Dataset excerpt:
-- START --

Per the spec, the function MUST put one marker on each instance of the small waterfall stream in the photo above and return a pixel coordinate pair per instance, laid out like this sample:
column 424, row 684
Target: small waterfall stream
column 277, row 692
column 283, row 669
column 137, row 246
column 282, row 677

-- END --

DIRECTION: Reproduce every one of the lines above word for word, leaving nothing out and changing nothing.

EXERCISE SOLUTION:
Per the spec, the function MUST put one marker on each instance of the small waterfall stream in the photo above and return a pixel coordinate pair per instance, laid out like this sample:
column 424, row 684
Target: small waterfall stream
column 277, row 692
column 283, row 669
column 137, row 246
column 282, row 677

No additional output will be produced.